# [WHAT IS EXPECTED]
Return the line containing "# test: point on every instance of the concrete pillar" and all lines after it exactly; stop at the end of the material.
☆ ☆ ☆ ☆ ☆
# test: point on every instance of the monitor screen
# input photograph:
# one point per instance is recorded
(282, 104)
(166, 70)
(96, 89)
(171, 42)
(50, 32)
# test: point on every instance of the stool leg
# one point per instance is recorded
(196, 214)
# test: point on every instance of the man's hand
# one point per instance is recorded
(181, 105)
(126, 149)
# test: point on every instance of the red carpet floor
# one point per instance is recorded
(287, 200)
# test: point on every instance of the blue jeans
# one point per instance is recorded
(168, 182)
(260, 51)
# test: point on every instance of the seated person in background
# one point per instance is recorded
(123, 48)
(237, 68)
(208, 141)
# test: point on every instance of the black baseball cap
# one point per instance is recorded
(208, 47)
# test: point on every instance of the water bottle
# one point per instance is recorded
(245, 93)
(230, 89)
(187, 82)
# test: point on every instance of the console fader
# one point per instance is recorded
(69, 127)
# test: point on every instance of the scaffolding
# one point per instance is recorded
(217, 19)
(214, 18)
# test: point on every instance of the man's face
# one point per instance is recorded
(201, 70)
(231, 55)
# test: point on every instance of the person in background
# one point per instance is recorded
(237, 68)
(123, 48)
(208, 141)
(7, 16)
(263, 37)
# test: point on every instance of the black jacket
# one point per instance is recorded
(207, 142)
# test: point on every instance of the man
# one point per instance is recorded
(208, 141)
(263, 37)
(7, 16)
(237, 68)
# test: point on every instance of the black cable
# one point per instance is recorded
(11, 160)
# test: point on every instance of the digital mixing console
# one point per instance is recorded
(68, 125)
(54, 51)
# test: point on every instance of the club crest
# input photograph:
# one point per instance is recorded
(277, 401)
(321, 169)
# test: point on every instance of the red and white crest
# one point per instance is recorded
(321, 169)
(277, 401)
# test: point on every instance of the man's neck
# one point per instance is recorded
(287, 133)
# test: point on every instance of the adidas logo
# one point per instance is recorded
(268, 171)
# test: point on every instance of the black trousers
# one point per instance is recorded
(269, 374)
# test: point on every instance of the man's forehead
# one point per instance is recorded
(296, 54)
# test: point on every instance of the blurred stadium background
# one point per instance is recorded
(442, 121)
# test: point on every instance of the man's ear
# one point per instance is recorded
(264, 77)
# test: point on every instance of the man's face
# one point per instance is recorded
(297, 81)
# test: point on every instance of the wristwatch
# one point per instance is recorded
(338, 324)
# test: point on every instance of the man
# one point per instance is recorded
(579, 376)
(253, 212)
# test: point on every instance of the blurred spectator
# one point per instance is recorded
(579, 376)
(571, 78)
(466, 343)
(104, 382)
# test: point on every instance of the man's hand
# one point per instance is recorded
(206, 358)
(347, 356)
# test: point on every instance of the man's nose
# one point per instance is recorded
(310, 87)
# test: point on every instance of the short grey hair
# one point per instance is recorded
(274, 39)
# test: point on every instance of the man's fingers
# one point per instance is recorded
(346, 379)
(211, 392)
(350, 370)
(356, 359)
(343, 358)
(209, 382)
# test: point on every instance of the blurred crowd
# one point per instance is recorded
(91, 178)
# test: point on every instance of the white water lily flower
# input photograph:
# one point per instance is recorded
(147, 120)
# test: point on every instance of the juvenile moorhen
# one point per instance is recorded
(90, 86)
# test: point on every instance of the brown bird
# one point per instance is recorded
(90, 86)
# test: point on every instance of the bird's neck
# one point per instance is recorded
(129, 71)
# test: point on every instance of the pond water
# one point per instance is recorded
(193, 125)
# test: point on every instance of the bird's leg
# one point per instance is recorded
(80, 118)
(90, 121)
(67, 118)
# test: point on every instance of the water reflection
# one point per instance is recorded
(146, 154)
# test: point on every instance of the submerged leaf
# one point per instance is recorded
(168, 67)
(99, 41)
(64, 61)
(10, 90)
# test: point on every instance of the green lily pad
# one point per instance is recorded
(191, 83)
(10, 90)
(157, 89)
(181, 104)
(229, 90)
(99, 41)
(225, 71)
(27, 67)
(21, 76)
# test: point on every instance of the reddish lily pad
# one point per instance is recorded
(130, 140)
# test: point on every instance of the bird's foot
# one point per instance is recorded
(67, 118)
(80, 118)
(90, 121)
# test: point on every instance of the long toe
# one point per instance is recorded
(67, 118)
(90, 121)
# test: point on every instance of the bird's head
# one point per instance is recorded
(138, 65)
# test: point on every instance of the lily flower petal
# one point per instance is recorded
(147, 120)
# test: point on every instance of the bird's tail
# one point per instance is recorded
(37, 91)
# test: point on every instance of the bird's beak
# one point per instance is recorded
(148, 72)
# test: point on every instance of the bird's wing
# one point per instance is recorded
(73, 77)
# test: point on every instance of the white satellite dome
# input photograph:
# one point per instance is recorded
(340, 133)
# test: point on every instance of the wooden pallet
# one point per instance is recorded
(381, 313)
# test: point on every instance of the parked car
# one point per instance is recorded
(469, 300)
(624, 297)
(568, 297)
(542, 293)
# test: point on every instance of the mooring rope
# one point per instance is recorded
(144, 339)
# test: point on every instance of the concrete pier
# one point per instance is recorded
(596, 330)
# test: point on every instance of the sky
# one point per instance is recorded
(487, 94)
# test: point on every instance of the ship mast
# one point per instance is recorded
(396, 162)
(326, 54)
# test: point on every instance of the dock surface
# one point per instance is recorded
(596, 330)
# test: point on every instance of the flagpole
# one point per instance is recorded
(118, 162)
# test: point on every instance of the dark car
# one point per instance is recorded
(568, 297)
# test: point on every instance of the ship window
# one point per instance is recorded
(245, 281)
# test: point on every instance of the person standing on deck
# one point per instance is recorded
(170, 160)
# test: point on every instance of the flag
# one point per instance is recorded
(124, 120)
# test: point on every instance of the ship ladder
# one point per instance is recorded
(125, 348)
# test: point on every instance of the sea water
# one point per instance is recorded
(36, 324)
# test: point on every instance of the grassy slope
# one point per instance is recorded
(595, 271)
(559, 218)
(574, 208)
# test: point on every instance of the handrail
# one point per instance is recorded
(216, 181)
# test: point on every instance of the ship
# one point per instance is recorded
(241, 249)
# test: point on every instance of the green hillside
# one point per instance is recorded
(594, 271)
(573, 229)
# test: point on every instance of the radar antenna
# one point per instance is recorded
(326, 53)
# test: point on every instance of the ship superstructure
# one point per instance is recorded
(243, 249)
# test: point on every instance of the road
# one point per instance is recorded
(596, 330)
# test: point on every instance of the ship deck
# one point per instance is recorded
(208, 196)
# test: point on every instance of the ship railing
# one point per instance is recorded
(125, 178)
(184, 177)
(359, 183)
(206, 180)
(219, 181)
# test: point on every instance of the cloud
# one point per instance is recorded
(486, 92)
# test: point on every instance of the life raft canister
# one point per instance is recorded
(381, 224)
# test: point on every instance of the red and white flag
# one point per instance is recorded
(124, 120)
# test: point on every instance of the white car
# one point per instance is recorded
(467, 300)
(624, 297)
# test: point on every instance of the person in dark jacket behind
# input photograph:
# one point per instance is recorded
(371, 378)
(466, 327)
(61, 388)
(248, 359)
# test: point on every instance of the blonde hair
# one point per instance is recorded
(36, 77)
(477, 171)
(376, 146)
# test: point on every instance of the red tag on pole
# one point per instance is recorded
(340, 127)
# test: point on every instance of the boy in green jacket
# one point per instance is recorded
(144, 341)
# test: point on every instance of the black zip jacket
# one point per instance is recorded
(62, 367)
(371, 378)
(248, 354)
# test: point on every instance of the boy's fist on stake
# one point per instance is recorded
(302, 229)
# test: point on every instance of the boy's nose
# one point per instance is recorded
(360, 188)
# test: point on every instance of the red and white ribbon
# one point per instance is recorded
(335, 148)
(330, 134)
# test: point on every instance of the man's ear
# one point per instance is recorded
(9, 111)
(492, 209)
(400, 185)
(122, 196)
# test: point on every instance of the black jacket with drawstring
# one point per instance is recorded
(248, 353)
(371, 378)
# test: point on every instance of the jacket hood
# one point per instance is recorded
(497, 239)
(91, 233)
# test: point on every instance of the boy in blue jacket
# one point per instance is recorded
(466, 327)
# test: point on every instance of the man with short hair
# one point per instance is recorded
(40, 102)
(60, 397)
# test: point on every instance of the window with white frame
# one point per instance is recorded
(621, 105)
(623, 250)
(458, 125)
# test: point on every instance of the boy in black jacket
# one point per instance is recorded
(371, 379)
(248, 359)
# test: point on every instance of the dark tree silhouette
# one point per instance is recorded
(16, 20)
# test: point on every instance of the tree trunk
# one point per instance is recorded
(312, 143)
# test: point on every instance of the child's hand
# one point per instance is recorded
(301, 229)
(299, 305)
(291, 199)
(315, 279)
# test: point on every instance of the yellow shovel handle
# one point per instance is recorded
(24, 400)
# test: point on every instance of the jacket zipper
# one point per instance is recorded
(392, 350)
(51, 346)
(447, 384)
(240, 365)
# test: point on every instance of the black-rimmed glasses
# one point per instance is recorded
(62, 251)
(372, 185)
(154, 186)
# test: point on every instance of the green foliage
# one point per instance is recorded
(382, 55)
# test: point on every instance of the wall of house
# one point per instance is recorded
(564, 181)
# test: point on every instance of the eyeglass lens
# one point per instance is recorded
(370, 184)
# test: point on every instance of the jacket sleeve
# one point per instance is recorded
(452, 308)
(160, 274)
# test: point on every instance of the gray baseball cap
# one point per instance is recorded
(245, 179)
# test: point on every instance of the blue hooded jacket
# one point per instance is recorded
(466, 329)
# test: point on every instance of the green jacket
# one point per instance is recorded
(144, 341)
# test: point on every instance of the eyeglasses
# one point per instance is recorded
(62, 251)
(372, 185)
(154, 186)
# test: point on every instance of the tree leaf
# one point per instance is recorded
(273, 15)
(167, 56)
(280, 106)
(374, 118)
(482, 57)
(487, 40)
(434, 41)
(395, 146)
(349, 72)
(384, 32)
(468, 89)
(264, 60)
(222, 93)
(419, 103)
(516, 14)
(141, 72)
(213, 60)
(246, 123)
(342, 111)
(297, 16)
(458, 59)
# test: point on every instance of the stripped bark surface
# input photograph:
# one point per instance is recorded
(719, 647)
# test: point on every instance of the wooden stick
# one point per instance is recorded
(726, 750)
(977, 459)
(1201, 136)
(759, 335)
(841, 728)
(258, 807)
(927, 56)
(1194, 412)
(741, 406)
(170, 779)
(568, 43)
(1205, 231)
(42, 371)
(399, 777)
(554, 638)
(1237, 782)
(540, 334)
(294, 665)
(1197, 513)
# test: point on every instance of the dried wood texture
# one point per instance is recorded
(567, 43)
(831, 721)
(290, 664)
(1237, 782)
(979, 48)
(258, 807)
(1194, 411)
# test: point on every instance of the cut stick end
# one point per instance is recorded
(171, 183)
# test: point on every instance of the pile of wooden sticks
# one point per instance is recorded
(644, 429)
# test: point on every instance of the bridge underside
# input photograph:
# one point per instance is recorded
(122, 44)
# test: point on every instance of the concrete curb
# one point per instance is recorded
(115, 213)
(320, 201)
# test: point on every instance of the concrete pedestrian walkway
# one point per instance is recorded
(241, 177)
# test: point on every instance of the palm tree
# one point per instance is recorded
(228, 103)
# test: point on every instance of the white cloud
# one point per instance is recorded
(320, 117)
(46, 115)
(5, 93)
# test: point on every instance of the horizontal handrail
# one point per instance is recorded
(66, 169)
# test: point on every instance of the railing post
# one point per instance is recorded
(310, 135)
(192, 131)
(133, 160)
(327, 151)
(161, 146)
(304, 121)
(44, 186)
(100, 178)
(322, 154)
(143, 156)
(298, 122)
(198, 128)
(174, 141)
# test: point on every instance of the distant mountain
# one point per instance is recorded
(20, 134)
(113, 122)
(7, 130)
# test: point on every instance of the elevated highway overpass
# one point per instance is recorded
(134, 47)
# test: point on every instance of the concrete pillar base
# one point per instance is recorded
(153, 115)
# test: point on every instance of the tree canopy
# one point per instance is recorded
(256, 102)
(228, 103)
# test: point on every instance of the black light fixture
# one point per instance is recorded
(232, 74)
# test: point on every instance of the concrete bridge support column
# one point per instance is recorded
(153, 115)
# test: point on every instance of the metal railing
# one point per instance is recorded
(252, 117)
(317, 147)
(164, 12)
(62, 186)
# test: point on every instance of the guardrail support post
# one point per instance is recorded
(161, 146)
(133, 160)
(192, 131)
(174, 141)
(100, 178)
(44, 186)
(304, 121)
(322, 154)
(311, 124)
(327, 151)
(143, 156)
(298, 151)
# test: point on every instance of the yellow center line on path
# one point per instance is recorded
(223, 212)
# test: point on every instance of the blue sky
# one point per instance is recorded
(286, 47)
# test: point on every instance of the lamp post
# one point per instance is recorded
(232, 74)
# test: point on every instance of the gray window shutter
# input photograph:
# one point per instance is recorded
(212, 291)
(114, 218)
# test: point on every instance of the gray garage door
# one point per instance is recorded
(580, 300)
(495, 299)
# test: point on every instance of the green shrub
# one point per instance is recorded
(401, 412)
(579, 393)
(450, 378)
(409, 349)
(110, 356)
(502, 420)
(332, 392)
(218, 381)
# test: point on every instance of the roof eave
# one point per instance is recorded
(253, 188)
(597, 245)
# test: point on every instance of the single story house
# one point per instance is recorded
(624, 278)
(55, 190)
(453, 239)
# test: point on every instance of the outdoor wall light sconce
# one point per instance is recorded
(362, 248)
☆ ☆ ☆ ☆ ☆
# [CORRECT OUTPUT]
# test: point on every instance of the concrete pillar base
# one point per instance is recorded
(153, 115)
# test: point on every instance of the tree canopy
# one point per instance is recorded
(256, 102)
(228, 103)
# test: point on every instance of the black light fixture
# one point per instance is recorded
(232, 74)
# test: point on every instance of the concrete bridge support column
# one point per instance is recorded
(153, 115)
# test: point on every instance of the metal railing
# one point per instance is recorded
(252, 117)
(317, 147)
(164, 12)
(62, 186)
# test: point on every instance of the guardrail support post
# one point per instance is recorded
(161, 146)
(133, 160)
(192, 131)
(174, 141)
(100, 178)
(44, 186)
(304, 121)
(322, 154)
(311, 124)
(327, 151)
(143, 156)
(298, 151)
# test: point on every instance of the yellow center line on path
# one point per instance is recorded
(223, 212)
# test: point on every instance of the blue sky
# one point per instance is recorded
(286, 47)
# test: point on every instance of the lamp post
# one point per instance is recorded
(232, 74)
# test: point on every instance of the gray window shutter
# input photograph:
# one point per instance is recorded
(212, 291)
(114, 218)
# test: point on every instance of the gray garage door
# one point per instance is recorded
(580, 300)
(495, 299)
# test: point on every instance of the green shrub
# one point per instance is recorded
(401, 412)
(579, 393)
(450, 378)
(409, 349)
(110, 356)
(502, 420)
(332, 392)
(218, 381)
# test: point on every instance of the roof eave
# one point per instance is recorded
(253, 188)
(597, 245)
# test: point on every instance of the single story house
# one point per instance is recorded
(624, 278)
(55, 190)
(453, 239)
# test: point on every instance of the outdoor wall light sconce
# one point per instance is recorded
(362, 248)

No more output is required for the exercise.